··· Extrait source
Proposition de rattrapage diesel-essence par les ONG, 2013 (rapport de Perthuis).
Si bien que, sans grimper de joie aux rideaux, plusieurs organisations se sont ralliées à la contribution carbone des écologistes : la CFDT, à condition d’opter pour une hausse plus progressive de la tonne de CO2, l’Union nationale des associations familiales (Unaf), et l’UFC-Que choisir, mitigée sur le prix de l’essence. Mais aussi l’association des régions de France, l’assemblée des communautés de France (Adcf, le réseau des intercommunaulités), ainsi que le Conseil économique, social et environnemental. De son côté, la sénatrice socialiste Laurence Rossignol reconnaît que les comportements doivent changer « et qu’il faut accompagner les citoyens dans ce changement ». Pour sa collègue UMP Fabienne Keller, « le dispositif proposé est adapté aux circonstances de crise ». « Pourquoi le gouvernement ne se saisit-il pas de ce scénario de compromis, livré clé en main ? se désole Mathieu Orphelin. Le vrai problème, c’est que le gouvernement ne pense pas l’introduction de la fiscalité écologique comme un basculement plus global vers un autre système. »
······
## [Consigne 1]
Relevez toutes les organisations qui, selon l'extrait sur la contribution carbone, se sont ralliées à la proposition des écologistes.
## [Consigne 2]
D'après l'extrait sur la contribution carbone, à quoi Fabienne Keller juge-t-elle le dispositif proposé adapté ?
Les lignes qui suivent n'ont aucun lien avec l'extrait.
··· Données disponibles
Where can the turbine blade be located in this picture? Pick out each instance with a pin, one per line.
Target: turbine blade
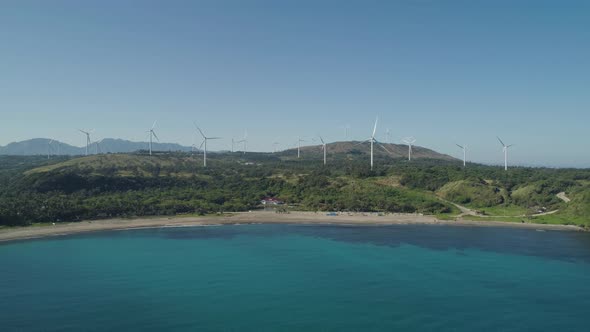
(200, 131)
(363, 142)
(375, 127)
(384, 148)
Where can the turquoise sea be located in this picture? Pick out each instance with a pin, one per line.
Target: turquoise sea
(299, 278)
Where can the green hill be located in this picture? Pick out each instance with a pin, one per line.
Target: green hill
(125, 185)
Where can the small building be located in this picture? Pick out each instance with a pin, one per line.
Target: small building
(271, 201)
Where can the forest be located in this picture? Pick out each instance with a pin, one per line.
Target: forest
(36, 190)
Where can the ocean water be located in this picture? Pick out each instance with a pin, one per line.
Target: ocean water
(299, 278)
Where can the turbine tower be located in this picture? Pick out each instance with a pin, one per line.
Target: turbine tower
(299, 140)
(205, 139)
(464, 148)
(245, 140)
(88, 141)
(505, 149)
(373, 141)
(324, 148)
(152, 135)
(410, 141)
(49, 148)
(97, 146)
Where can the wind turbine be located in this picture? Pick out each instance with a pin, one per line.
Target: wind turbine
(299, 140)
(505, 148)
(373, 140)
(88, 141)
(245, 140)
(97, 147)
(410, 141)
(205, 139)
(324, 148)
(49, 148)
(152, 135)
(464, 148)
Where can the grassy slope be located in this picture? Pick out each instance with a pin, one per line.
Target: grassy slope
(482, 195)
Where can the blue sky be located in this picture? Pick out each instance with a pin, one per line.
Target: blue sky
(444, 72)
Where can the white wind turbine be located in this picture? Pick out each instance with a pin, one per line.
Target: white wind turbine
(97, 146)
(505, 149)
(88, 141)
(49, 148)
(205, 139)
(373, 140)
(409, 141)
(324, 147)
(464, 148)
(346, 132)
(244, 141)
(152, 135)
(299, 140)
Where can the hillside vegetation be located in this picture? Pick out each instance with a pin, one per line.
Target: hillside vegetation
(126, 185)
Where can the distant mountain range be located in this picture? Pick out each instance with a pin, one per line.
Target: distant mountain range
(42, 146)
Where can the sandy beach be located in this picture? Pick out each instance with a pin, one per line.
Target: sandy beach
(266, 217)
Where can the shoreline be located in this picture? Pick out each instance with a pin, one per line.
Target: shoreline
(255, 217)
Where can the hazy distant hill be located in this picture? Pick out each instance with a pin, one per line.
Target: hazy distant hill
(41, 146)
(351, 149)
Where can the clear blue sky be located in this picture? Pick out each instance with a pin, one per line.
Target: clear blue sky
(445, 72)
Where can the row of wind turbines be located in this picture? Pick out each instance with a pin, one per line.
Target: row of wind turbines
(372, 140)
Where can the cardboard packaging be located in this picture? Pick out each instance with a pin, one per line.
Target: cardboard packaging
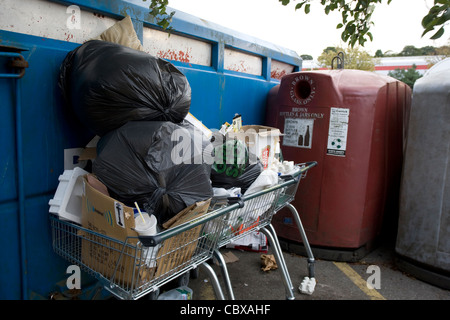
(106, 216)
(263, 142)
······
## [Corrigé 1]
- la CFDT
- l'Union nationale des associations familiales (Unaf)
- l'UFC-Que choisir
- l'association des régions de France
- l'assemblée des communautés de France (Adcf)
- le Conseil économique, social et environnemental

## [Corrigé 2]
Aux circonstances de crise.